> _Short task_:
How many lines in the data below contain the string "model", with case counting? Tally them and give only the number.

> _Input rows_:

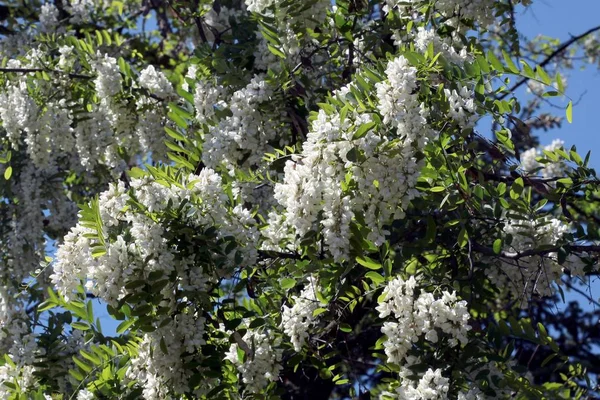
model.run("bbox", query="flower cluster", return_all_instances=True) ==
[225,330,282,393]
[488,217,585,307]
[384,0,496,26]
[275,56,435,260]
[51,169,258,305]
[521,139,568,179]
[377,276,471,365]
[139,65,175,99]
[383,367,450,400]
[281,276,320,352]
[126,310,210,400]
[202,75,284,173]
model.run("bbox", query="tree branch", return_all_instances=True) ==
[498,25,600,100]
[473,243,600,260]
[0,68,94,79]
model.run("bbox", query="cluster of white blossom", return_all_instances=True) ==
[40,3,59,32]
[408,26,472,65]
[384,0,496,27]
[488,217,585,307]
[0,76,38,149]
[225,330,282,393]
[0,287,43,399]
[202,75,285,174]
[280,276,321,352]
[93,52,123,99]
[138,65,175,99]
[444,83,479,128]
[275,56,435,260]
[194,77,225,124]
[245,0,332,70]
[521,139,569,179]
[377,276,471,365]
[51,169,258,305]
[65,0,95,24]
[126,311,211,400]
[382,367,450,400]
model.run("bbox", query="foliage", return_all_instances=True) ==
[0,0,600,400]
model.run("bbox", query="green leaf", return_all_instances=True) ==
[313,307,327,317]
[267,43,286,60]
[502,50,519,74]
[356,256,382,269]
[365,271,385,285]
[73,356,92,372]
[457,226,469,248]
[493,239,502,254]
[566,100,573,124]
[279,278,296,290]
[71,322,90,331]
[352,121,377,140]
[117,319,135,334]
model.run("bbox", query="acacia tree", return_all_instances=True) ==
[0,0,600,399]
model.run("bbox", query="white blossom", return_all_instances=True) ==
[138,65,174,99]
[225,330,282,393]
[281,277,321,352]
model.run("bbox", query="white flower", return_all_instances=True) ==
[225,330,282,393]
[376,276,471,365]
[281,276,320,352]
[139,65,174,98]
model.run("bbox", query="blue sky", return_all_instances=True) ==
[517,0,600,169]
[82,0,600,335]
[517,0,600,309]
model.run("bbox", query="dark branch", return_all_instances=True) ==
[498,25,600,100]
[473,243,600,260]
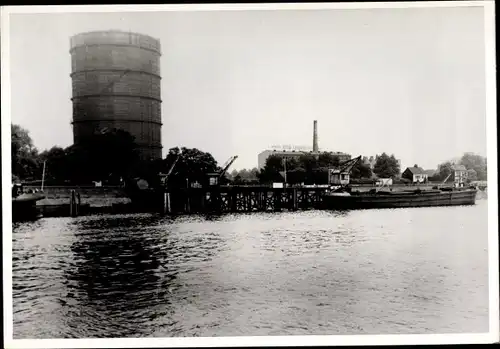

> _Finished task_:
10